[Start of Records to process]
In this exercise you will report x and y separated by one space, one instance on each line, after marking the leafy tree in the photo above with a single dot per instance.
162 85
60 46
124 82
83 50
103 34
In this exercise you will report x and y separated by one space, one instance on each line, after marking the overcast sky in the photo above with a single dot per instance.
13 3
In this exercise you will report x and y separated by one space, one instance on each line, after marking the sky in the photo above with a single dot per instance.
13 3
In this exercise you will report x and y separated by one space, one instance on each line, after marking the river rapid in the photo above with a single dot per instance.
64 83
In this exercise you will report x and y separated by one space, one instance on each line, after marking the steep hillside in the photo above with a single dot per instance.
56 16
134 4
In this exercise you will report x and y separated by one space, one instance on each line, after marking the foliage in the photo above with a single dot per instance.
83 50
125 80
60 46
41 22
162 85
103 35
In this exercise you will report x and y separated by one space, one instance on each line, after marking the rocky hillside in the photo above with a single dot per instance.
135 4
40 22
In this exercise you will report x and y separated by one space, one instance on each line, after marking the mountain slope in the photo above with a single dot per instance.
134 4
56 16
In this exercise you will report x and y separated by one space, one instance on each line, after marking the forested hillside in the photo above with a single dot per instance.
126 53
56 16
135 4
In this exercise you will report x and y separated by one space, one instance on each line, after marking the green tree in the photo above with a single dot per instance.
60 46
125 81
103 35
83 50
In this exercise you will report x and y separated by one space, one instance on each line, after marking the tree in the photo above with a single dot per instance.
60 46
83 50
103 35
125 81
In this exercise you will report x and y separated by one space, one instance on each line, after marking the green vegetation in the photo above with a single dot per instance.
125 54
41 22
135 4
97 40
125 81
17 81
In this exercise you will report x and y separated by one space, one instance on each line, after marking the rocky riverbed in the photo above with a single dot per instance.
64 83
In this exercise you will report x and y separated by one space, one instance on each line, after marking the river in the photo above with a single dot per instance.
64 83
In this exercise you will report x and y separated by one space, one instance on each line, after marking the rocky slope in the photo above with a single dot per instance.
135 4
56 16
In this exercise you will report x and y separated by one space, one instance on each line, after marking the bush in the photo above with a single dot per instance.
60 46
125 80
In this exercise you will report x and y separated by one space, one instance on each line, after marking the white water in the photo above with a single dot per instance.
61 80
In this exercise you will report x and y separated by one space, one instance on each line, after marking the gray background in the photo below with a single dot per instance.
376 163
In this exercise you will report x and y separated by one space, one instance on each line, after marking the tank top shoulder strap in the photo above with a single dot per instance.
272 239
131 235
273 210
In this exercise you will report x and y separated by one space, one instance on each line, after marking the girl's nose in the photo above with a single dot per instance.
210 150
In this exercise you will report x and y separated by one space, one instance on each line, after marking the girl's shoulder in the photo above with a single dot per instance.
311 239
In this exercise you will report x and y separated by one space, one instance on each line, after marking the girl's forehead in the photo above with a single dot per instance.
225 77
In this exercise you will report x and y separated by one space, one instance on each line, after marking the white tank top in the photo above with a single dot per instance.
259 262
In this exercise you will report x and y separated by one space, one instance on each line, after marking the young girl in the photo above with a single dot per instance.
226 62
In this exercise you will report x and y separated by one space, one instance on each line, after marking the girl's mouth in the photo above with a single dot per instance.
[End of Records to process]
- **Problem to work on**: From the first line to the last, retype the data exactly.

- **Exercise solution**:
In this exercise you will report x and y separated by one space, one instance on each line, after marking the leafy tree in the photo above with a single dot per instance.
162 85
60 46
124 82
83 50
103 34
In this exercise you will report x and y separated by one space, one instance on each line, after marking the overcast sky in the photo above with a single dot per instance.
13 3
In this exercise you will report x and y separated by one space, one instance on each line, after marking the sky in the photo above with a single dot per instance.
13 3
In this exercise you will report x and y separated by one space, one instance on each line, after marking the river rapid in the photo above with a single dot per instance.
64 83
In this exercise you will report x and y separated by one space, one instance on each line, after marking the steep hillside in the photo above with a single dot per instance.
56 16
134 4
In this exercise you will report x and y separated by one space, one instance on each line, after marking the foliage in the photo above with a single dot per instance.
83 50
125 80
60 46
41 22
162 85
103 35
In this exercise you will report x and y separated by one space, one instance on each line, after marking the rocky hillside in the photo above with a single dot per instance.
135 4
40 22
In this exercise you will report x and y separated by one space, one instance on each line, after marking the mountain slope in the photo above with a single dot per instance.
134 4
56 16
In this exercise you will report x and y separated by one space, one instance on each line, after marking the forested hillside in the photo above with a single dot per instance.
126 53
56 16
135 4
In this exercise you will report x and y separated by one space, one instance on each line, after marking the green tree in the photo above with a single dot per instance.
60 46
125 81
103 35
83 50
In this exercise you will report x and y separated by one space, one instance on each line, after marking the tree in the photo above with a single dot per instance.
60 46
83 50
103 35
125 81
In this exercise you will report x and y separated by one space, one instance on each line, after marking the green vegetation in the photo above with a single dot per instance.
125 54
41 22
135 4
97 40
125 81
17 81
In this exercise you will report x and y separated by one space, one instance on each line, after marking the rocky riverbed in the photo above with a single dot per instance.
64 83
In this exercise you will report x and y separated by one space, one instance on each line, after marking the river in the photo above with a single dot per instance.
64 83
In this exercise you will report x and y separated by one space, one instance on each line, after marking the rocky slope in the photo above with a single dot per instance.
135 4
56 16
In this exercise you will report x and y separated by one space, one instance on each line, after marking the bush in the photo above with a single dot per instance.
60 46
125 80
In this exercise you will report x and y separated by one space, one instance on each line, after marking the white water in the photo above with a single dot per instance.
61 80
In this exercise you will report x and y separated by one space, one instance on each line, after marking the gray background in the photo below with a single dot per instance.
376 163
In this exercise you will report x and y separated by one space, one instance on each line, after marking the tank top shoulder strap in the photo above with a single dot per instance.
272 239
131 235
273 210
In this exercise you will report x and y separated by one space, one instance on each line, after marking the girl's nose in the photo above with a single dot per instance.
210 150
In this exercise you will report x and y separated by one space, one instance on each line, after marking the girl's shoulder in the photo above with a single dot per instance.
311 239
In this exercise you will report x and y separated by one space, one instance on each line, after marking the girl's forehead in the photo above with a single dot per instance.
225 77
In this exercise you will report x and y separated by one space, one instance on each line, after marking the white tank top in the photo above with a single dot per instance.
259 262
In this exercise you will report x and y separated by one space, one instance on each line, after marking the young girl in the photo above with a single dot per instance.
226 62
In this exercise you will report x and y separated by one space, one instance on each line, after marking the girl's mouth in the photo above with a single dot per instance.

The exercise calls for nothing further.